Directions for this task
Reproduce all the material verbatim, down to the last line.
=== Begin Enclosure ===
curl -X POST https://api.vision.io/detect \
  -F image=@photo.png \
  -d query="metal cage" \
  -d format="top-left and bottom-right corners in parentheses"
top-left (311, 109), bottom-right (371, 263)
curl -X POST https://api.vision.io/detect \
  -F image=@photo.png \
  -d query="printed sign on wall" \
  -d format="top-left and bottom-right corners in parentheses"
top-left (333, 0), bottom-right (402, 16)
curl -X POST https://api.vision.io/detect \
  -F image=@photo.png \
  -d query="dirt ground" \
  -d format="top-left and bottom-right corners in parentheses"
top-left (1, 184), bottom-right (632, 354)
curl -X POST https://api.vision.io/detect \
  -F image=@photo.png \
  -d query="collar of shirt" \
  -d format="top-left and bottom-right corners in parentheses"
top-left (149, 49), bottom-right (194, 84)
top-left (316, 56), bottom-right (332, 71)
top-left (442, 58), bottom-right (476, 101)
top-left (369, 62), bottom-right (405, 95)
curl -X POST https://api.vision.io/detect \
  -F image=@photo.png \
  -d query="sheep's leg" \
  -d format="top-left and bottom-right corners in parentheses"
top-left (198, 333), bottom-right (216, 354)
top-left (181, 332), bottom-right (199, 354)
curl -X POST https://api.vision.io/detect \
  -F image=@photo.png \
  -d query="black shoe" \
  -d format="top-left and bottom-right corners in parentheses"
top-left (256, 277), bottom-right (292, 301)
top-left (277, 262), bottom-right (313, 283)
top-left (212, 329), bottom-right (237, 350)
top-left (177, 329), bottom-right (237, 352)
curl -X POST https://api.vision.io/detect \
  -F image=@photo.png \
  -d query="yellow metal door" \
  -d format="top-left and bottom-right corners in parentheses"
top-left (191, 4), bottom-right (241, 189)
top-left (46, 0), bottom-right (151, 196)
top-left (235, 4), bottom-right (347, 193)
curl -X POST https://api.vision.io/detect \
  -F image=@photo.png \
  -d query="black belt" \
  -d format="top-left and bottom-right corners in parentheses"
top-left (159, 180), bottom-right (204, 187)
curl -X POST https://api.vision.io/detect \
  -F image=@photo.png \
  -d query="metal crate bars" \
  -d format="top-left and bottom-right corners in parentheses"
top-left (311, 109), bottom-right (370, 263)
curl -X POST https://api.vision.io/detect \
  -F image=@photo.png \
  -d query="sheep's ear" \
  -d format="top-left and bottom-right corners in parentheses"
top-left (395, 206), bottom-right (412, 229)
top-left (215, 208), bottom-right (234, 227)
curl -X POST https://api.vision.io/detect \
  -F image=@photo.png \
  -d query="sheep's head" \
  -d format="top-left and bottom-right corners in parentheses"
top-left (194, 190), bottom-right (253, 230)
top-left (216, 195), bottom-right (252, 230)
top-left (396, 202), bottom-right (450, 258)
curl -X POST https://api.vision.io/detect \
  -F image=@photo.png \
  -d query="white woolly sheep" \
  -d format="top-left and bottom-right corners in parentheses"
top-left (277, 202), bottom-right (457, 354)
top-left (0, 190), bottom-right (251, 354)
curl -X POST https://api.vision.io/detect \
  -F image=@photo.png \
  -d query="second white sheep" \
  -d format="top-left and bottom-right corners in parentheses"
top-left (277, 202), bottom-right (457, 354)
=== End Enclosure ===
Answer to the problem
curl -X POST https://api.vision.io/detect \
  -F image=@photo.png \
  -d query="metal cage" \
  -d format="top-left and bottom-right corners in parentheses"
top-left (311, 109), bottom-right (371, 263)
curl -X POST https://api.vision.io/detect \
  -F image=@photo.png \
  -d query="printed sign on wall" \
  -d format="top-left and bottom-right corners in parentheses"
top-left (333, 0), bottom-right (402, 16)
curl -X POST https://api.vision.io/detect \
  -F image=@photo.png \
  -d query="dirt ground" \
  -d format="top-left and bottom-right corners in parentheses"
top-left (1, 184), bottom-right (632, 354)
curl -X POST https://api.vision.io/detect \
  -F image=@photo.png \
  -d query="collar of shirt" \
  -d format="top-left and bottom-right corners in parentheses"
top-left (149, 49), bottom-right (194, 84)
top-left (316, 56), bottom-right (332, 71)
top-left (442, 58), bottom-right (476, 101)
top-left (369, 62), bottom-right (405, 95)
curl -X POST https://api.vision.io/detect \
  -F image=@photo.png \
  -d query="sheep's leg" \
  -d format="top-left and bottom-right corners in parentheses"
top-left (198, 333), bottom-right (216, 354)
top-left (181, 332), bottom-right (199, 354)
curl -X POST https://api.vision.io/detect \
  -F image=@photo.png \
  -d query="black shoe" \
  -d format="top-left and bottom-right corners in parentheses"
top-left (256, 277), bottom-right (292, 301)
top-left (277, 262), bottom-right (313, 283)
top-left (212, 329), bottom-right (237, 350)
top-left (177, 329), bottom-right (237, 352)
curl -X POST https://api.vision.io/detect \
  -F image=@photo.png \
  -d query="yellow metal door" \
  -d format="top-left and bottom-right corners in parentheses"
top-left (191, 4), bottom-right (241, 189)
top-left (46, 0), bottom-right (151, 196)
top-left (235, 4), bottom-right (347, 193)
curl -X POST https://api.vision.io/detect \
  -F image=@photo.png \
  -d query="black belt" \
  -d format="top-left and bottom-right corners in parentheses"
top-left (159, 180), bottom-right (204, 187)
curl -X POST https://api.vision.io/detect \
  -F image=@photo.png \
  -d query="metal crate bars" \
  -d format="top-left and bottom-right corners in parentheses"
top-left (311, 109), bottom-right (370, 263)
curl -X POST https://api.vision.io/detect \
  -F image=@photo.png \
  -d query="sheep's ear" \
  -d format="top-left and bottom-right corners in parentheses"
top-left (395, 206), bottom-right (412, 229)
top-left (215, 208), bottom-right (234, 227)
curl -X POST https://api.vision.io/detect \
  -F image=@photo.png \
  -d query="sheep's head" \
  -d format="top-left and bottom-right corners in parentheses"
top-left (194, 190), bottom-right (253, 230)
top-left (216, 195), bottom-right (252, 230)
top-left (396, 202), bottom-right (450, 258)
curl -X POST https://api.vision.io/detect \
  -F image=@photo.png \
  -d query="white woolly sheep" \
  -d format="top-left and bottom-right corners in parentheses"
top-left (277, 202), bottom-right (457, 354)
top-left (0, 190), bottom-right (251, 354)
curl -X POST https://api.vision.io/detect \
  -F image=@photo.png \
  -d query="second white sheep" \
  -d format="top-left and bottom-right corners in parentheses"
top-left (277, 202), bottom-right (457, 354)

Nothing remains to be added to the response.